> _Challenge_
From the listing below, pull out verbatim every line from the one containing "Every instance of the framed" through the one containing "<point>236,251</point>", including both of those lines.

> _Source material_
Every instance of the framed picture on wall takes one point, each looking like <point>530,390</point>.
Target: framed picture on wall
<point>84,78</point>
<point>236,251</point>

--

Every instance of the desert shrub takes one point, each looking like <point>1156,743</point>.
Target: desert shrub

> _Answer to the task_
Every instance of the framed picture on wall takes one point, each looking like <point>530,390</point>.
Target: framed picture on wall
<point>84,78</point>
<point>236,251</point>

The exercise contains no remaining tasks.